_Aim of the exercise:_
Please arrange every line of the records below as a numbered list, leaving out any blank lines.

_Dataset records:_

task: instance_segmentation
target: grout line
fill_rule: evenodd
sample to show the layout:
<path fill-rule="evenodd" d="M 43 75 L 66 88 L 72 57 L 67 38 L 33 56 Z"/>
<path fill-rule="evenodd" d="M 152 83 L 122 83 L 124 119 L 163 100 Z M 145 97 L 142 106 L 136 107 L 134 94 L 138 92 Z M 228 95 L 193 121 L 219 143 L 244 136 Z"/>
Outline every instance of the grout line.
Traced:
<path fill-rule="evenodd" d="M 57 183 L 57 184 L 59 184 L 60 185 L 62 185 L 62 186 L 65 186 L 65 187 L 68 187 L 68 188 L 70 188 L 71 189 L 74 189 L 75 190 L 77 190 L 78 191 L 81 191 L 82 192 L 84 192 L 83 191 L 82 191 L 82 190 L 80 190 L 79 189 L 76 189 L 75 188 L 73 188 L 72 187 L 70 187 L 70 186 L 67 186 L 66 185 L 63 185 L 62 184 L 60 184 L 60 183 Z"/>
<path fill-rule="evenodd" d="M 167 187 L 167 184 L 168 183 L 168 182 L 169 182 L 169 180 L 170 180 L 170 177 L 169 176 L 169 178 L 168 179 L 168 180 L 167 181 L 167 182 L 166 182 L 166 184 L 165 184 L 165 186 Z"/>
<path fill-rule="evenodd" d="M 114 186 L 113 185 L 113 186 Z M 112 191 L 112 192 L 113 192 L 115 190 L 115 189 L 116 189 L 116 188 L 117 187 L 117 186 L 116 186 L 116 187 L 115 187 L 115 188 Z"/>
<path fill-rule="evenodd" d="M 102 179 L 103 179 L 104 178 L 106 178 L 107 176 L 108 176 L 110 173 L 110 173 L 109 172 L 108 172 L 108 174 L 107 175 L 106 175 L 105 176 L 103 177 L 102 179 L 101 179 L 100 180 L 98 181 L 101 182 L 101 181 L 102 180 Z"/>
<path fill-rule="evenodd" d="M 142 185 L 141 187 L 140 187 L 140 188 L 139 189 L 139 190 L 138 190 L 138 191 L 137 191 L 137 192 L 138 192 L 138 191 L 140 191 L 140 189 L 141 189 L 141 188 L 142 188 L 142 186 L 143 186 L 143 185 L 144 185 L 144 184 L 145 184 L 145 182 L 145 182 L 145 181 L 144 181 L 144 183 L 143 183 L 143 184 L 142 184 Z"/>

_Expected answer:_
1. task: instance_segmentation
2. target: grout line
3. fill_rule: evenodd
4. sample to show the layout:
5. <path fill-rule="evenodd" d="M 43 75 L 66 88 L 72 57 L 67 38 L 33 56 Z"/>
6. <path fill-rule="evenodd" d="M 152 83 L 122 83 L 124 119 L 163 100 Z M 145 97 L 142 106 L 136 107 L 134 94 L 138 92 Z M 228 95 L 193 121 L 219 143 L 244 136 Z"/>
7. Outline every instance of the grout line.
8. Traced:
9. <path fill-rule="evenodd" d="M 57 183 L 57 184 L 59 184 L 60 185 L 62 185 L 62 186 L 65 186 L 65 187 L 68 187 L 68 188 L 70 188 L 71 189 L 74 189 L 75 190 L 77 190 L 78 191 L 81 191 L 82 192 L 84 192 L 83 191 L 82 191 L 82 190 L 80 190 L 79 189 L 76 189 L 75 188 L 73 188 L 72 187 L 70 187 L 70 186 L 67 186 L 66 185 L 63 185 L 62 184 L 60 184 L 60 183 Z"/>
10. <path fill-rule="evenodd" d="M 167 187 L 167 184 L 168 183 L 168 182 L 169 182 L 169 180 L 170 180 L 170 177 L 169 176 L 169 178 L 168 179 L 168 180 L 167 181 L 167 182 L 166 182 L 166 184 L 165 184 L 165 186 Z"/>
11. <path fill-rule="evenodd" d="M 114 186 L 113 185 L 113 186 Z M 112 191 L 112 192 L 113 192 L 115 190 L 115 189 L 116 189 L 116 188 L 117 187 L 117 186 L 116 186 L 116 187 L 115 187 L 115 188 Z"/>
12. <path fill-rule="evenodd" d="M 102 179 L 103 179 L 104 178 L 106 178 L 107 176 L 108 176 L 110 173 L 110 173 L 109 172 L 108 172 L 108 174 L 107 175 L 106 175 L 105 176 L 103 177 L 102 179 L 101 179 L 100 180 L 98 181 L 101 182 L 101 181 L 102 180 Z"/>
13. <path fill-rule="evenodd" d="M 142 185 L 141 187 L 140 187 L 140 188 L 139 189 L 139 190 L 138 190 L 138 191 L 137 191 L 137 192 L 138 192 L 138 191 L 140 191 L 140 189 L 141 189 L 141 188 L 142 188 L 142 186 L 143 186 L 143 185 L 144 185 L 144 184 L 145 184 L 145 182 L 145 182 L 145 181 L 144 181 L 144 183 L 143 183 L 143 184 L 142 184 Z"/>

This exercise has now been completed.